SHORT EXERCISE A:
How many lines of the records below contain the word "handwritten"? Case counts, so match capitalization exactly, and give only the number.

SUPPLIED TEXT:
▬▬▬
Pursuing God’s promise and following the path to Canaan requires commitment. A commitment is defined as “an engagement or obligation that restricts freedom of action.” God tests our commitment to his promise, commandments, and plans through difficulty. In our difficulty, his intention is to develop our character, increase our knowledge, enhance our skills, reveal our talents, change our habits and redefine our thought patterns and routines. The difficulty, above all, is designed to bring us closer to him so that we know who he is and who we are in him. At the end of God’s testing, if we are trained by it, we will be transformed into an Israelite: one who has struggled with God.
This is the second post in a series titled “A Love That Shows Us The Way”, a series based on Moses’ walk with God that examines his relationship with God, the people of Israel and his purpose. In my last post, I saw that when we pursue God’s purpose for our lives through communication, action, and confidence, He responds with reassurances, miracles, and plans. Today, I will consider the role of commitment.
If you’re just joining this series, I was inspired by Moses’ emotional breakdown in Numbers 11, where he asked God to kill him. In each article, I will compare the Moses who parted the Red Sea in Exodus 14 with the Moses who asked God to kill him in Numbers 11. By looking at a number of passages in Exodus and Numbers, I will strive to better understand what caused Moses to fall apart with the goal of learning how we can survive the desert and reach Canaan.
This series is the foundation of my upcoming book: A Love That Shows Us The Way.
The Book of Numbers is powerful and has important lessons concerning how God wants to give us what he has ascribed to us.
DAY 17
Exodus 15-32. Read here.
LEAVE
Believe, Worship, Sacrifice & Flee
The Israelites teach us that, if we are in bondage in any area of our lives, we can escape just as they did: believe, worship, sacrifice, and flee.
▬▬▬
SHORT EXERCISE B:
Reproduce, word for word, the passage of the text on commitment to God's promise that opens with the words containing "The Book of" and closes with "sacrifice, and flee.".
▬▬▬
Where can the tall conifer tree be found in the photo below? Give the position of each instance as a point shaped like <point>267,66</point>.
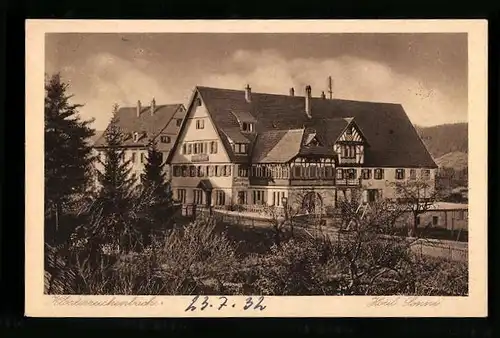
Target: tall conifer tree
<point>156,188</point>
<point>68,153</point>
<point>115,225</point>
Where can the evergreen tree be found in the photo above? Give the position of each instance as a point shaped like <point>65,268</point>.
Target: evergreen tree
<point>68,154</point>
<point>115,180</point>
<point>156,189</point>
<point>114,223</point>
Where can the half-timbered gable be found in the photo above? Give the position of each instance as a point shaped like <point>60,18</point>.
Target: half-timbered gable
<point>273,144</point>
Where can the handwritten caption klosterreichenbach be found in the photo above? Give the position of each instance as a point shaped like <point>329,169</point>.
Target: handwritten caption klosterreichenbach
<point>113,301</point>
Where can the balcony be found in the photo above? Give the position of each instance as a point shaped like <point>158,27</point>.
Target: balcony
<point>348,182</point>
<point>347,160</point>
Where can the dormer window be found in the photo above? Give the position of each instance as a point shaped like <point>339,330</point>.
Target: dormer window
<point>165,139</point>
<point>247,127</point>
<point>240,148</point>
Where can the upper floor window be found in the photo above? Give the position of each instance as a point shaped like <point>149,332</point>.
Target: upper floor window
<point>197,196</point>
<point>192,171</point>
<point>200,124</point>
<point>348,151</point>
<point>413,174</point>
<point>242,170</point>
<point>181,195</point>
<point>165,139</point>
<point>247,127</point>
<point>240,148</point>
<point>379,174</point>
<point>400,174</point>
<point>366,174</point>
<point>213,147</point>
<point>426,174</point>
<point>350,174</point>
<point>340,174</point>
<point>220,197</point>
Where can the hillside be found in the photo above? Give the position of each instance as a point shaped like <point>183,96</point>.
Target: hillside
<point>445,138</point>
<point>456,160</point>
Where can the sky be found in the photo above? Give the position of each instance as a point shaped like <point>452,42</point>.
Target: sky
<point>425,72</point>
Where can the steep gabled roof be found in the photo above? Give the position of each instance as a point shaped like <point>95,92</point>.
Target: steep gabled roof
<point>148,125</point>
<point>393,140</point>
<point>277,146</point>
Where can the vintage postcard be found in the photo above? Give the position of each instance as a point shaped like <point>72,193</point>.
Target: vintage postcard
<point>256,168</point>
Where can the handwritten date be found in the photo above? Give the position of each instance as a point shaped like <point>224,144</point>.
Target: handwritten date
<point>222,301</point>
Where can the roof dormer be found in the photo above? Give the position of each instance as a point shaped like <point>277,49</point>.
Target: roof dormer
<point>246,121</point>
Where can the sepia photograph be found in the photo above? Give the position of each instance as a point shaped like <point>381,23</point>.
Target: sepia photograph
<point>257,164</point>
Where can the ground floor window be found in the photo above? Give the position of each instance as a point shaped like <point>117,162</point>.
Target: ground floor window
<point>258,197</point>
<point>242,197</point>
<point>198,196</point>
<point>181,195</point>
<point>220,197</point>
<point>435,220</point>
<point>278,198</point>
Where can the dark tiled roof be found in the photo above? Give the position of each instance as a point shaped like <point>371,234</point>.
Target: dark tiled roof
<point>147,125</point>
<point>393,141</point>
<point>277,146</point>
<point>243,116</point>
<point>235,135</point>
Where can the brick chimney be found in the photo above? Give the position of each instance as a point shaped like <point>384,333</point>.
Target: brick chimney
<point>308,101</point>
<point>153,106</point>
<point>248,94</point>
<point>139,108</point>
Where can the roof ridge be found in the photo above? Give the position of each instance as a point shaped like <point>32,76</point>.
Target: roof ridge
<point>314,98</point>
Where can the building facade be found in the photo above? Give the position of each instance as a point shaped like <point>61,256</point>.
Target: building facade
▬▬▬
COMPLETE OUTPUT A:
4

COMPLETE OUTPUT B:
The Book of Numbers is powerful and has important lessons concerning how God wants to give us what he has ascribed to us.
DAY 17
Exodus 15-32. Read here.
LEAVE
Believe, Worship, Sacrifice & Flee
The Israelites teach us that, if we are in bondage in any area of our lives, we can escape just as they did: believe, worship, sacrifice, and flee.